(Requirements) Transcribe every record that appears below, exactly and in full.

(Dataset rows)
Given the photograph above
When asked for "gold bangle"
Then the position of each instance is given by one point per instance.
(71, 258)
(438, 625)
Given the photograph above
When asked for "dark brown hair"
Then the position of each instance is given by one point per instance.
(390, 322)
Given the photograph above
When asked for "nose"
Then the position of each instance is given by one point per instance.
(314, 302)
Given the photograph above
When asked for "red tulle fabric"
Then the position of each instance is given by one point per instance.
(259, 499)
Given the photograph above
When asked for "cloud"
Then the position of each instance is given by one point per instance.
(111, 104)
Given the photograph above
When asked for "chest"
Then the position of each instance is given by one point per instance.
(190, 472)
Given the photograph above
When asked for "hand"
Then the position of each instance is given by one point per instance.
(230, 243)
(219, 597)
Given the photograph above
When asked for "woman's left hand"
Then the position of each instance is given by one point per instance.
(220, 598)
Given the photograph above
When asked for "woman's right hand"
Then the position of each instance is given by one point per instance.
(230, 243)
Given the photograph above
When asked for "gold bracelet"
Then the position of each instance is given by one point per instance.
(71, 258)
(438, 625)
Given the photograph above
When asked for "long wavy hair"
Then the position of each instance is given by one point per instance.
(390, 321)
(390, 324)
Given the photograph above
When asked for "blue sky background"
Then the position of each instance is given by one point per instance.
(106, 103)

(Answer to the exercise)
Given the photograph above
When asked for "gold bangle"
Then the position of each instance is given by one point per instance.
(71, 258)
(438, 625)
Given the photograph above
When asked for "dark brown hair"
Then the position of each instance is given by one point per instance.
(390, 322)
Given the photograph above
When asked for "nose"
Then the position of each instance is given by one point per instance.
(314, 302)
Given the photograph above
When asked for "red tulle fabric"
Then the position of each instance is given by one point per instance.
(259, 499)
Given the photograph above
When asked for "cloud"
Then the position of each instance is given by one point per instance.
(111, 104)
Given the photograph above
When asked for "chest"
Then the position of each instance is given by one point per instance.
(190, 472)
Given the photograph above
When asked for "hand"
Then the position of each instance is given by one point per instance.
(230, 243)
(219, 597)
Given the photograph above
When asked for "woman's left hand"
Then the position of each instance is given by one point per instance.
(220, 598)
Given the photograph above
When asked for "woman's right hand"
Then the position of each instance is given by one point per instance.
(230, 243)
Given the photograph above
When asked for "gold bracelet"
Then the position of each instance is given by one point per instance.
(71, 258)
(438, 625)
Given the photograph above
When asked for "long wavy hair"
Then the position of each instance is given by one point per instance.
(390, 321)
(390, 324)
Given the photograph above
When asked for "blue sky background"
Then the position of each instance is given by one point per instance.
(106, 103)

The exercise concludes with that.